EXERCISE GOAL: Turn the rows starting at the line containing "Locate the tan puppy's ear" and ending at the line containing "[179,8,242,113]", both included, into a numbered list, with blank lines omitted.

--- Begin INPUT ROWS ---

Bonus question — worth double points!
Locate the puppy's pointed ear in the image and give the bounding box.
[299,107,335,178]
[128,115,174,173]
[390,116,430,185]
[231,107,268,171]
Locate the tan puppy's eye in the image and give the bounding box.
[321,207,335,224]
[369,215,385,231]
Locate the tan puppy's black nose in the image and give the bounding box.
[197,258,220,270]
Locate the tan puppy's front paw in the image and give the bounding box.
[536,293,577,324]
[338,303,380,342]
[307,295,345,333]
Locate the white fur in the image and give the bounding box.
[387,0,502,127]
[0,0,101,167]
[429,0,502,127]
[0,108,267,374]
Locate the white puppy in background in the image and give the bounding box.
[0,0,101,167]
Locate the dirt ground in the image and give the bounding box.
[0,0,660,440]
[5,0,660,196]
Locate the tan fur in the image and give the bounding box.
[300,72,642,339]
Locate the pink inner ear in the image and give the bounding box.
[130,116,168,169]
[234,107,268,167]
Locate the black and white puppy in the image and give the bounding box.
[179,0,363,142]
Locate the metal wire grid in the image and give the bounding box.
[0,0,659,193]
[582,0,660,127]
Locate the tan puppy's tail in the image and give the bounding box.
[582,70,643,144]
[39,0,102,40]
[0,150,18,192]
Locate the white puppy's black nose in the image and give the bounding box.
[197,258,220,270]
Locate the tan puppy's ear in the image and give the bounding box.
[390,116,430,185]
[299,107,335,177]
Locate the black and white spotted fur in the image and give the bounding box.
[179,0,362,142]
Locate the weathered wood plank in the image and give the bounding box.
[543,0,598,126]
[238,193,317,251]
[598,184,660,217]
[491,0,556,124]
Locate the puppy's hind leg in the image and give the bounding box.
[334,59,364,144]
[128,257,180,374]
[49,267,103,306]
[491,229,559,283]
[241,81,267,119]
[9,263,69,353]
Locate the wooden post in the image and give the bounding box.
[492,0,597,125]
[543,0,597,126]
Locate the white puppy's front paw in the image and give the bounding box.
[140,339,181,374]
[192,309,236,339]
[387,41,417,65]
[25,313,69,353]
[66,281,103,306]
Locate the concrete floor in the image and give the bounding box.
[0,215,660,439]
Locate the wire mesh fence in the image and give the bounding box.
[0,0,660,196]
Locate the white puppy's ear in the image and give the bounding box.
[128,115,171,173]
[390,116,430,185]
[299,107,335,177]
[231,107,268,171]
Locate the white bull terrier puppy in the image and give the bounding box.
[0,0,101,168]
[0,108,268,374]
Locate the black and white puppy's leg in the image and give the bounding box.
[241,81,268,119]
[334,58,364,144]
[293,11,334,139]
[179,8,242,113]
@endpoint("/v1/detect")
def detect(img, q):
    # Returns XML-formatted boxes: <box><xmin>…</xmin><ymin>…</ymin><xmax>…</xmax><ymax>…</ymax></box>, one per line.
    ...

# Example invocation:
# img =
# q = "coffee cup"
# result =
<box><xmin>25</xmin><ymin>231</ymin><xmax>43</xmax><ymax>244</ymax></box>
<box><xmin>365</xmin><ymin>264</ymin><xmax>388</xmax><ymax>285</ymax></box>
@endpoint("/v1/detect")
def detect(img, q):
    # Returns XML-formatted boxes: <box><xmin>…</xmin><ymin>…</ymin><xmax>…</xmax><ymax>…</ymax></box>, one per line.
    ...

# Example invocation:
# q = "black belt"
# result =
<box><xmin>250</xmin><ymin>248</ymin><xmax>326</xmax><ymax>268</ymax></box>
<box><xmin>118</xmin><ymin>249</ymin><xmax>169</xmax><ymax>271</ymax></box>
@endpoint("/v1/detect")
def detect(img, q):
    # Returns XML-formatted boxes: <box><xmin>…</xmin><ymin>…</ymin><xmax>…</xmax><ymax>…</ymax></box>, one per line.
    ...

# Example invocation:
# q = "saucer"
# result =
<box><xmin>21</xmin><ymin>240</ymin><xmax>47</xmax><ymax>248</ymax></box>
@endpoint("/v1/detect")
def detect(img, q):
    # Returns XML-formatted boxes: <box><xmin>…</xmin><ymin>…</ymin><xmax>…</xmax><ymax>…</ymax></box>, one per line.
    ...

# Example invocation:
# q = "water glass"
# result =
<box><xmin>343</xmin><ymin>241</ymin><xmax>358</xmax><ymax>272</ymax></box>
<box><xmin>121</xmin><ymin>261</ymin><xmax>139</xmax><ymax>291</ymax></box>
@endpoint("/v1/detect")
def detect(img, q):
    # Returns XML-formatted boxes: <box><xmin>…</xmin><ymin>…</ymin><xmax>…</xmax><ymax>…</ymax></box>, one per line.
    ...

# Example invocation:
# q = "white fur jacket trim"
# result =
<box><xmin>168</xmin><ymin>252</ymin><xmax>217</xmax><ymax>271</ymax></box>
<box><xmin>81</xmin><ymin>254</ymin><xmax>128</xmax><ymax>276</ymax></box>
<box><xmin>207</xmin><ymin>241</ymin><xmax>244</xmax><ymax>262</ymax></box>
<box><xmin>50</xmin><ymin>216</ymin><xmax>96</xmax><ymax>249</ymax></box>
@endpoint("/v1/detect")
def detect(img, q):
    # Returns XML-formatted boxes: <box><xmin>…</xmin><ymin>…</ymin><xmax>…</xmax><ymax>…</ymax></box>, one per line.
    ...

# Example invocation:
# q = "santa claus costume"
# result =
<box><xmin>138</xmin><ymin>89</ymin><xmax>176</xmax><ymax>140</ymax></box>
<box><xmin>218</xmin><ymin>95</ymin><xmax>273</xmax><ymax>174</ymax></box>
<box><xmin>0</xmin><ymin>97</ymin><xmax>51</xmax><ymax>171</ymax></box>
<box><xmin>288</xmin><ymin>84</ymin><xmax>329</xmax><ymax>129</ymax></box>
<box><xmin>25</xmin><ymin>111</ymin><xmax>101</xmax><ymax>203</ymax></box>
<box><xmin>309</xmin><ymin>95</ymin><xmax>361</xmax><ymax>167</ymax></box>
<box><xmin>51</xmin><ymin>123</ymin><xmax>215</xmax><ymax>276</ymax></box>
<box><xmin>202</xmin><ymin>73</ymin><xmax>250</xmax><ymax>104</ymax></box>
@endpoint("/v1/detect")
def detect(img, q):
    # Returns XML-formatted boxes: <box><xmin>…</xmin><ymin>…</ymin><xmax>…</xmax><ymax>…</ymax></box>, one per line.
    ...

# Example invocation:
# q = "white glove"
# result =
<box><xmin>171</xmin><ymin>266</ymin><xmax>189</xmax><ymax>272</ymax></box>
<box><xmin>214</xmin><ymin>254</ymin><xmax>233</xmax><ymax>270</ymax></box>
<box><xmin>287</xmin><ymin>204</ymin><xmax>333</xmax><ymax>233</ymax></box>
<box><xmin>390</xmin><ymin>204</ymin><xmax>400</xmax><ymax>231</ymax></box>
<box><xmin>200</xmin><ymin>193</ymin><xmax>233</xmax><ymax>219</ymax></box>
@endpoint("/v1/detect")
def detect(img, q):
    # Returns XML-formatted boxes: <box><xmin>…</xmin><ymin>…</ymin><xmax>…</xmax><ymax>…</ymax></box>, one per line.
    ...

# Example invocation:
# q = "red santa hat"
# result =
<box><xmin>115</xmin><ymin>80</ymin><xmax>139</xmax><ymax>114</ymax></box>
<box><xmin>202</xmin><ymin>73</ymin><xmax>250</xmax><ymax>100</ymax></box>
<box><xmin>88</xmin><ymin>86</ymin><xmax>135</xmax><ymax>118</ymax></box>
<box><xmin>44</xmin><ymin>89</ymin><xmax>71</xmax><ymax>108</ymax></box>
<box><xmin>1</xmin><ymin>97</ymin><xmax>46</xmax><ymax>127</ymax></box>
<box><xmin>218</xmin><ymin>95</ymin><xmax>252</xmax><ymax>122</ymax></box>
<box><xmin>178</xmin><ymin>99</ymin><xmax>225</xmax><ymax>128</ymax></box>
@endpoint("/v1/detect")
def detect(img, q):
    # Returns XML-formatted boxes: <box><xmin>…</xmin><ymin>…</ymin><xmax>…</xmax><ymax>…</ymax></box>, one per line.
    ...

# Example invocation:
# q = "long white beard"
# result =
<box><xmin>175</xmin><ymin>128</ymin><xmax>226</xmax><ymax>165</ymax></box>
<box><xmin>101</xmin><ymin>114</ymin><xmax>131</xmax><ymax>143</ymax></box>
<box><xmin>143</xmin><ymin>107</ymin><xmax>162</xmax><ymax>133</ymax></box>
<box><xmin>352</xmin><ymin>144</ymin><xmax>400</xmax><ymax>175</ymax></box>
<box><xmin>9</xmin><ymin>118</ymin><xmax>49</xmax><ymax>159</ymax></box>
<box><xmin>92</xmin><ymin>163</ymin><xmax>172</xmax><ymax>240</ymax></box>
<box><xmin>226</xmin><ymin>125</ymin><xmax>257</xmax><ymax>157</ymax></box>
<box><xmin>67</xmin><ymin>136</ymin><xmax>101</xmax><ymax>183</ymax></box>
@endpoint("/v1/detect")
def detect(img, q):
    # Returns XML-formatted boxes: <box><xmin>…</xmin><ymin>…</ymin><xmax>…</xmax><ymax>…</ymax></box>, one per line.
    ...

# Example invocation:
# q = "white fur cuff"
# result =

--- End INPUT ROWS ---

TASK OUTPUT:
1. Locate the tan puppy's ear in the image and give the bounding box.
2. [390,116,430,185]
3. [299,107,335,177]
4. Locate the black and white spotted fur in the image and give the bounding box.
5. [179,0,362,142]
6. Locate the weathered wood plank in the image and give the bounding box.
7. [543,0,598,126]
8. [238,193,317,251]
9. [598,184,660,217]
10. [491,0,556,124]
11. Locate the puppy's hind leg in the image and give the bounding box.
12. [334,59,364,144]
13. [128,257,180,374]
14. [49,267,103,306]
15. [491,229,559,283]
16. [241,81,267,119]
17. [9,263,69,353]
18. Locate the wooden post in the image and give the bounding box.
19. [492,0,597,125]
20. [543,0,597,126]
21. Locate the white puppy's front paw in the image and give the bounding box.
22. [140,339,181,374]
23. [192,309,236,339]
24. [387,41,417,65]
25. [25,313,69,353]
26. [66,281,103,306]
27. Locate the concrete floor in the image and give the bounding box.
28. [0,215,660,439]
29. Locate the wire mesh fence in the image and give the bounding box.
30. [0,0,660,196]
31. Locate the white puppy's ear in the image and give the bounding box.
32. [128,115,171,173]
33. [390,116,430,185]
34. [299,107,335,177]
35. [231,107,268,171]
36. Locate the white bull terrier puppy in the image and give the bounding box.
37. [0,0,101,168]
38. [0,108,268,374]
39. Locate the black and white puppy's leg in the image and give the bounding box.
40. [241,81,268,119]
41. [334,58,364,144]
42. [293,11,334,139]
43. [179,8,242,113]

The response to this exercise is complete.